According to Chinese astrology, 2002 is the Year of the Black Horse. But according to David Satcher, 16th Surgeon General of the United States, 2002 is the Year of the Hog. The former Supreme Advocate Defender for the nation's health promotion programs--he absquatulated from the job at the beginning of this month--wasn't trying to add a new animal to the branch sequence order of Chinese astrological symbols. Rather, he was commenting on the increasingly popular but, in his view, deleterious trend towards hyperobesity in America. It all started with a farcical advertisement last year by the League of Colorado Health Spas: "abs are out; flabs are in!" It facetiously encouraged people to discard their lean and trim physiques and adopt a self-indulgent, gluttonous lifestyle. Extra pounds meant extra protection from disease. "Farewell fitness; hello fatness!" The ad campaign initially generated the anticipated chuckles and attention to the League's legitimate wellness clinics. But it unexpectedly was taken to heart by and became a battle cry of a small but vocal anti-fasting crowd, some of whom held powerful positions in government. They labeled dieting and vegetarianism anti-American plots concocted by members of the Axis of Evil, and linked a person's patriotism to a Body Mass Index (that is, weight in kilograms divided by height in meters squared) of 60 or greater, twice the Metropolitan Life Insurance Company standard. Soon Satcher received a directive from the then-President--who, by reason of Homeland Security Directive C-309.C, will go nameless--to promote and encourage excessive weight gain. Suddenly, corpulence--and we're talking a minimum of 470 pounds of flesh--was "in." Soybean protein went the way of the aluminum cow; butter, cream, bacon, cheddar cheese, ice cream, eggs, frankfurters, peanut butter, ham, pound cake, and the oil from canned artificial tuna product became the cuisine de rigueur.

→ Parts of the exercise:
A. In the Year of the Hog text, what did the League of Colorado Health Spas advertisement say extra pounds meant?
B. Using the Year of the Hog text, explain why David Satcher called 2002 the Year of the Hog.
You can leave the records aside.

→ Records:
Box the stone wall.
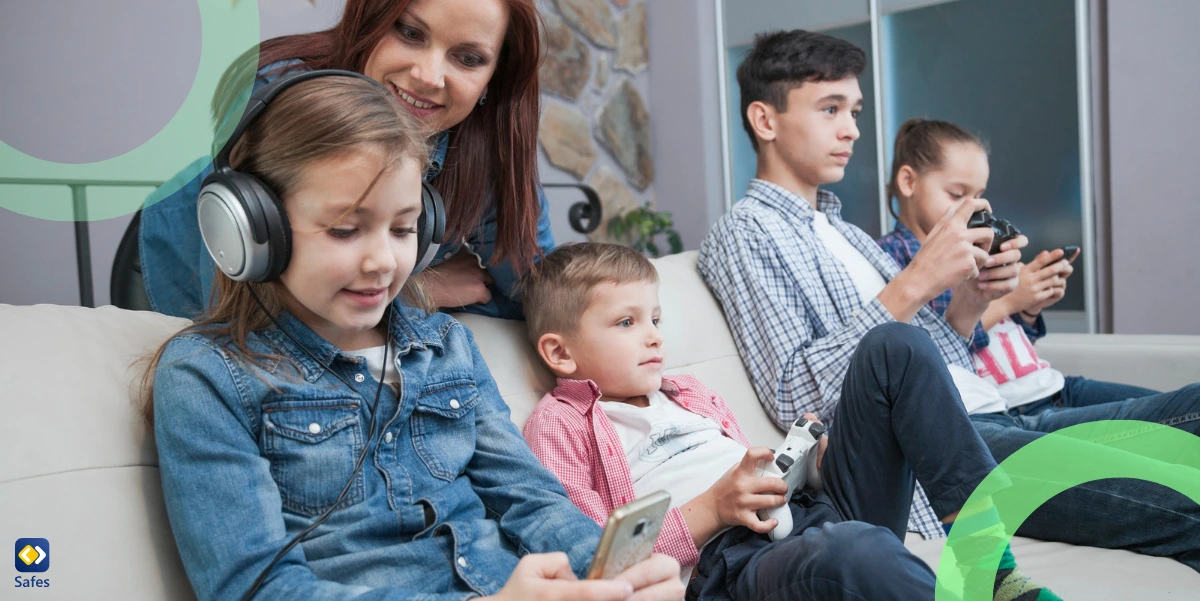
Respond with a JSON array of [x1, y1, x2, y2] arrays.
[[538, 0, 654, 241]]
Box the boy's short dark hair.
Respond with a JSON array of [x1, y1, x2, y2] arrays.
[[521, 242, 659, 344], [738, 29, 866, 151]]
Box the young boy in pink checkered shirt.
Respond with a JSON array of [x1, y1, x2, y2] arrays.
[[522, 244, 1046, 600]]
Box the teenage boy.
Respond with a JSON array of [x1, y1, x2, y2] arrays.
[[697, 30, 1200, 571]]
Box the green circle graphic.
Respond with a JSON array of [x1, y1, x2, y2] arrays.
[[0, 0, 259, 221], [936, 420, 1200, 601]]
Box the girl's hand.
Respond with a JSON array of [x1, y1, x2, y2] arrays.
[[484, 553, 684, 601], [425, 251, 492, 307], [1002, 248, 1075, 315]]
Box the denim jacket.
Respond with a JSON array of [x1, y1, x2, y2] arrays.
[[138, 61, 554, 319], [154, 302, 600, 601]]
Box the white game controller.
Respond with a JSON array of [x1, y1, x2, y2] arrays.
[[757, 417, 826, 541]]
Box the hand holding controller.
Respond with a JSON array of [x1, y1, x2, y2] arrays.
[[757, 417, 826, 541]]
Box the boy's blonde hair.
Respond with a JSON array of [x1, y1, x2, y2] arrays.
[[521, 242, 659, 344]]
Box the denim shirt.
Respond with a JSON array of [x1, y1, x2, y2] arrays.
[[154, 302, 600, 601], [138, 61, 554, 319]]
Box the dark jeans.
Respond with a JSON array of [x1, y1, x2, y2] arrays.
[[688, 324, 996, 601], [971, 378, 1200, 572]]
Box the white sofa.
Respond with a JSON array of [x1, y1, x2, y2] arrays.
[[7, 253, 1200, 601]]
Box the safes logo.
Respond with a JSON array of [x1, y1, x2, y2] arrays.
[[16, 539, 50, 572], [13, 539, 50, 589]]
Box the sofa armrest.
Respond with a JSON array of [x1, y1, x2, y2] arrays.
[[1037, 333, 1200, 391]]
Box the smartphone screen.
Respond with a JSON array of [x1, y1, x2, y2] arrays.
[[588, 491, 671, 579]]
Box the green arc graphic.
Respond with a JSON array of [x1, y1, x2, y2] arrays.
[[0, 0, 259, 221], [936, 420, 1200, 601]]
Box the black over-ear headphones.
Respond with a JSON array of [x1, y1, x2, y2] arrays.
[[196, 70, 446, 282]]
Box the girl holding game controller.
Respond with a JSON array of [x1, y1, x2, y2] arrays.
[[878, 119, 1200, 571]]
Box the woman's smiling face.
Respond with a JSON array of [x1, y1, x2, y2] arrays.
[[362, 0, 509, 132]]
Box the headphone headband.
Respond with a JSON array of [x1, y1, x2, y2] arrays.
[[196, 70, 445, 282]]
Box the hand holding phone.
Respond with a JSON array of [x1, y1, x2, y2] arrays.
[[588, 491, 671, 579]]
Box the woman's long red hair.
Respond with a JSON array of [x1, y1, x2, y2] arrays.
[[258, 0, 541, 274]]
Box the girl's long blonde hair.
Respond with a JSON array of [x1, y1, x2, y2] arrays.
[[140, 77, 430, 427]]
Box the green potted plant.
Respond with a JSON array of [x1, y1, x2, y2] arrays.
[[608, 202, 683, 257]]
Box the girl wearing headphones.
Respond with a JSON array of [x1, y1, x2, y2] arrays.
[[145, 72, 683, 601], [139, 0, 554, 319]]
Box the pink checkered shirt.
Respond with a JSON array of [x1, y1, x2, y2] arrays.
[[524, 375, 750, 567]]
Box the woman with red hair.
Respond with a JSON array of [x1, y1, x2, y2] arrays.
[[139, 0, 554, 319]]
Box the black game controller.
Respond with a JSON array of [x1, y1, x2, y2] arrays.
[[967, 211, 1021, 254]]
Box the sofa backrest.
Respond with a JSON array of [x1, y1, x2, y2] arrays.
[[0, 305, 194, 600], [455, 251, 781, 446]]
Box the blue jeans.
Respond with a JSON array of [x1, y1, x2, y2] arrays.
[[971, 378, 1200, 572], [688, 324, 996, 601]]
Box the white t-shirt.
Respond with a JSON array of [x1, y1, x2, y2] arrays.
[[971, 317, 1066, 409], [346, 344, 400, 384], [812, 211, 1006, 413], [596, 391, 746, 507], [812, 211, 888, 305]]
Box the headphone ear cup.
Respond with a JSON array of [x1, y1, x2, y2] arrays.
[[197, 170, 268, 282], [412, 182, 446, 275], [239, 174, 292, 282]]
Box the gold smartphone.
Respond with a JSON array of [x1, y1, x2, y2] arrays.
[[588, 491, 671, 579]]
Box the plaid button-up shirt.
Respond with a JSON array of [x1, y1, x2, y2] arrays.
[[876, 222, 1046, 353], [523, 375, 750, 567], [697, 180, 973, 539]]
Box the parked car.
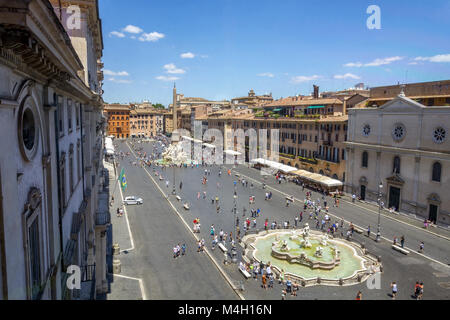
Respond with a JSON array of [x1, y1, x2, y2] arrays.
[[123, 196, 144, 204]]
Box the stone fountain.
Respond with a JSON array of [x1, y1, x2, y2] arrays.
[[242, 224, 381, 285]]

→ Answers by item number:
A. Extra pounds meant extra protection from disease.

B. He wasn't trying to add a new animal to the Chinese astrological symbols. He was commenting on the growing trend toward hyperobesity in America, which he considered harmful.